GIVEN TEXT
By Steven Foster.
The brilliant golden yellow leaves of the Ginkgo trees flanking the back entrance of our local post office, once they are ready to fall, will drop in a few hours time, raining from the thick branches like small fans twirling from the sky. After our first hard killing freeze last night, the Ginkgo leaves fell today.
The shriveling fruits, which look like half-sized wild persimmons, may persist for a few days after the leaves, then fall to the ground. Fruits are always a tempting curiosity. In fact, you can buy Ginkgo seeds as a food item in Chinese markets, but these have been prepared and processed to render them safe to eat. You should not be tempted to pick-up the freshly fallen fruits, which will cause contact dermatitis similar to the rash produced by poison ivy. The fruits have a fragrance that has been described as a blend between baby vomit and what a dog might leave on a sidewalk. That should be enough to entice you to leave them be.
I suspect that these trees were planted about the time the Eureka Springs Post Office building was completed in 1918, rather than in 1973 when the building was expanded and the service parking lot in the back was developed. The trees are of a fairly good size, plus for many decades most ginkgo trees available from nurseries in the United States have represented male branches grafted on to rootstocks. Within forty years after Ginkgos were widely planted as a street tree by the mid 1800s, female trees like those at Eureka Spring’s Post Office began to leave their bad smelling fruits on sidewalks. Female Ginkgos are simply not a neat and tidy street tree. Notwithstanding the beauty of the fall foliage, the fact that these two trees are females makes them a unique and interesting part of Eureka Springs’ heritage.
Ginkgo was common 175 to 200 million years ago, when dinosaurs roamed the earth. This primitive tree is considered the oldest living tree species on earth. Ginkgo is monotypic. That is, in the ginkgo family there is only one species in one genus — the only surviving member of the ancient and primitive ginkgo family—Ginkgoaceae. Ginkgo has been cultivated in East Asia for hundreds of years. Numerous reports mention the existence of large specimens, some more than a thousand years old, at ancient temples in Japan and China. The tree was first introduced to North America in 1784 in the garden of William Hamilton at Woodlands near Philadelphia. Mature ginkgos are said to reach over 100 feet in height. Its longevity as individual trees and a species in general can in part be attributed to its exceptional resistance to pests and resiliency to destruction by fire. It is also extremely tolerant of air pollution thriving in the harshest urban environments.

INSTRUCTIONS
a - According to the ginkgo article, in what year was the tree first brought to North America?
b - Summarize the ginkgo article in two sentences.
c - Using the ginkgo article, explain why freshly fallen Ginkgo fruits should be left alone.
These rows have no connection to the ginkgo article.

Referring expression data
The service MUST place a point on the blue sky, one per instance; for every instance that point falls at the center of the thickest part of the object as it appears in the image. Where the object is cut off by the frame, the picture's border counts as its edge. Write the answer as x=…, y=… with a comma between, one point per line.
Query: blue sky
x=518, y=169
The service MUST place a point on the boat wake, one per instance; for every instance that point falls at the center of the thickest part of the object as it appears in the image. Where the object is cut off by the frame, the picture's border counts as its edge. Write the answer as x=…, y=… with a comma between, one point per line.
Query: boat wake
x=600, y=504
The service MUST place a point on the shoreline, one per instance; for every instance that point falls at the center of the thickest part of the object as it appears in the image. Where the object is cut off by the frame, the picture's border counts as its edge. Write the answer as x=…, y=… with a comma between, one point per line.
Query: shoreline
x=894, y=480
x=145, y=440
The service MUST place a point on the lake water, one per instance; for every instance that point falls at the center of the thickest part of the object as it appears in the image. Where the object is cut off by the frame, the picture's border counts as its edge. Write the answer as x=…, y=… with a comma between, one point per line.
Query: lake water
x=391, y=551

SOLUTIONS FOR EACH TASK
a - 1784

b - The golden leaves of two female Ginkgo trees behind the Eureka Springs Post Office fell after the first hard freeze, and their foul-smelling fruits cause a rash similar to poison ivy if picked up. Ginkgo, the only surviving member of an ancient family and considered the oldest living tree species, has long been cultivated in East Asia and resists pests, fire, and air pollution.

c - Picking them up causes contact dermatitis similar to the rash from poison ivy. Their smell, described as a blend of baby vomit and what a dog might leave on a sidewalk, is also said to be enough to make people leave them be.